A competition which is known as a combat consists of three rounds each of 30 seconds duration, and an additional round held to establish the winner in the event of a tie. Intervals between rounds should not be less than 30 seconds and a minimum interval of at least one minute is required between any two combats.

==Origins and history==
The sport was created and developed during the years 1980 to 1982 by Igor Ostrovsky, an underwater sports coach at the Moscow Technological Institute. It was first officially demonstrated in April 1982 in Moscow. The first International Competition was held during August 1993 in Moscow. During March 1996, representatives of diving federations from Russia, Ukraine and Israel met in Moscow to establish the International Aquathlon Association (IAA). IAA's goals are to develop the sport, encourage the foundation of national federations and associations to play the sport throughout the world, ensure the adoption of international rules of competition and authorise official international competitions. The sport was presented to CMAS in 2007 at the CMAS Games in Bari, Italy. It received recognition from CMAS at the General Assembly held in May 2008 and international level competition under the auspices of CMAS commenced in late 2008. In 2009, the Aquathlon Commission was established within the CMAS Sport Committee with Igor Ostrovsky as its inaugural president.

==Governing body==
The governing body is the Aquathlon Commission of the CMAS Sports Committee. As of March 2013, the following countries have affiliated with the Commission - Belarus, Croatia, Estonia, Italy, Kazakhstan, Lithuania and Russia.

════════════════

- Tasks -
[A] Decide whether each statement below agrees with the aquathlon passage. Answer yes or no for each, and quote the words of the passage that settle it.
(i) Each round of a combat lasts 30 seconds.
(ii) The first International Competition took place in Bari, Italy.
(iii) CMAS recognized the sport at its General Assembly in May 2008.
[B] Answer these questions from the aquathlon passage:
(i) What is the minimum interval required between any two combats?
(ii) Representatives of diving federations from which countries met in Moscow in March 1996?
(iii) Who was the inaugural president of the Aquathlon Commission?
[C] Write the next part of the aquathlon passage, picking up after its final sentence.

════════════════

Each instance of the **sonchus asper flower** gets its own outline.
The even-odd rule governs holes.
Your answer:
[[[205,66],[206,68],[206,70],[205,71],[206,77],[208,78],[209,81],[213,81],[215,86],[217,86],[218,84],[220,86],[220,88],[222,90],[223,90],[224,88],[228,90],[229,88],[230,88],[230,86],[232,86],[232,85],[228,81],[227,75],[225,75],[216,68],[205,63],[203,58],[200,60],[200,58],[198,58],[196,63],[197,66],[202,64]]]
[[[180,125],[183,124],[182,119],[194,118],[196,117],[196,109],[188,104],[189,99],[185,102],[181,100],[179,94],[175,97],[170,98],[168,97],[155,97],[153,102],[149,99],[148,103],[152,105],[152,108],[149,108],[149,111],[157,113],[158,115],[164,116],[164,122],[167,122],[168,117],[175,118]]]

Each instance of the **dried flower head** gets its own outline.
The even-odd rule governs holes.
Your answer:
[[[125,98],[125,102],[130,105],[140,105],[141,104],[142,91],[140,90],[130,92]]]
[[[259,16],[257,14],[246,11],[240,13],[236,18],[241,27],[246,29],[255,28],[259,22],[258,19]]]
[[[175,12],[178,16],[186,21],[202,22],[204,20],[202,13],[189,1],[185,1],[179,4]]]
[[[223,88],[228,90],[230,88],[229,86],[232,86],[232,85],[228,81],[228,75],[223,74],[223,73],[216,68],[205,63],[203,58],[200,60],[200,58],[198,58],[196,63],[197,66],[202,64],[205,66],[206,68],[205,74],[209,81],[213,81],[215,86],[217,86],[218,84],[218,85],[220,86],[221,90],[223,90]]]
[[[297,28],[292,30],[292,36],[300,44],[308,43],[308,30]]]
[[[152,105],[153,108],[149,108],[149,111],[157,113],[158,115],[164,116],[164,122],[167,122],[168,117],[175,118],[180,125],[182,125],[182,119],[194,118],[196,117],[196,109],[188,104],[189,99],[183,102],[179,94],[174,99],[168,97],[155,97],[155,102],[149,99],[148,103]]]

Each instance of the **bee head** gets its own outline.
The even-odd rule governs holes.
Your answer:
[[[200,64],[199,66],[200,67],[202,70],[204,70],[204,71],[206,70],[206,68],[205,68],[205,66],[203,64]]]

════════════════

- Answer list -
[A]
(i) Yes: "three rounds each of 30 seconds duration"
(ii) No: "The first International Competition was held during August 1993 in Moscow."
(iii) Yes: "It received recognition from CMAS at the General Assembly held in May 2008"

[B]
(i) At least one minute
(ii) Russia, Ukraine and Israel
(iii) Igor Ostrovsky

[C]
==Medals==
According to CMAS Championships Archive

| Team (IOC code) | Gold Medals | Silver Medals | Bronze Medals | Total |
|---|---|---|---|---|
| RUS | 25 | 21 | 18 | 64 |
| ISR | 19 | 10 | 7 | 36 |
| BLR | 0 | 1 | 0 | 1 |
| UKR | 5 | 3 | 1 | 9 |
| CRO | 0 | 1 | 1 | 2 |
| LTU | 2 | 9 | 16 | 27 |
| ESP | 1 | 1 | 0 | 2 |
| EST ^{[BIZ]} | 4 | 5 | 9 | 18 |

- Included tournaments
- 1st European Championship 2010, Kazan, Russia
- 2nd Aquatlon World Cup 2011, Valladolid, Spain
- 2nd European Championship 2012, Perm, Russia
- Aquathlon Junior World Cup 2013, Evpatoriya, Ukrainia
- Aquathlon Junior Cup 2014, Kaunas, Lithuania
- Aquathlon World Cup 2016, Paldiski, Estonia
- Aquathlon World Cup 2017, Klaipeda, Lithuania

==Championships==
Prior to 1990, all competition was held in the Soviet Union. The 1st Russian Open Aquathlon Championship was held in Tula in 1992. In 1993, the 1st International Aquathlon Competition was held in Moscow with national teams from Israel, Russia and Ukraine in attendance. A series of Friendship Competitions were held between Israel and Jordan during 1997 in Aqaba, Jordan and during 1998 in Netanya, Israel. Between the years 2000 and 2006, international competitions were held in Moscow, Tula and Sochi in Russia, Istanbul in Turkey, and in Tiraspol in Moldova.

Since May 2008, the following major championships have been conducted under the auspices of CMAS:
- 3rd World Cup held in Kazan, Russia on 7 to 9 August 2013.
- Aquathlon Junior World Cup held in Yevpatoria, Ukraine from 29 to 31 March 2013.
- 2nd European Championship was held in Perm, Russia on 27 April 2012.
- 2nd World Cup held in Valladolid, Spain from 24 to 29 August 2011
- 1st European Championship held in Kazan, Russia on 25 July 2010.
- CMAS Aquathlon European Championship Open held in Kazan, Russia from 28 July to 1 August 2010
- 1st World Cup was held in St. Petersburg, Russia from 24 to 29 August 2009.
- 1st CMAS Aquathlon International Competition was held in Sochi, Russia, from 6 to 10 November 2008.